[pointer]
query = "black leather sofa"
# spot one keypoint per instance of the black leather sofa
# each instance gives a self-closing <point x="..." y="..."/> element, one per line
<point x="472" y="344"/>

**WRITTEN INSTRUCTION**
Copy the lines above, putting "couch" wherever "sofa" appears and leaving everything else unchanged.

**ANSWER FOR THIS EXERCISE**
[pointer]
query = "black leather couch"
# spot one keypoint per instance of the black leather couch
# each instance gives a self-closing <point x="..." y="..."/> element, one per line
<point x="472" y="344"/>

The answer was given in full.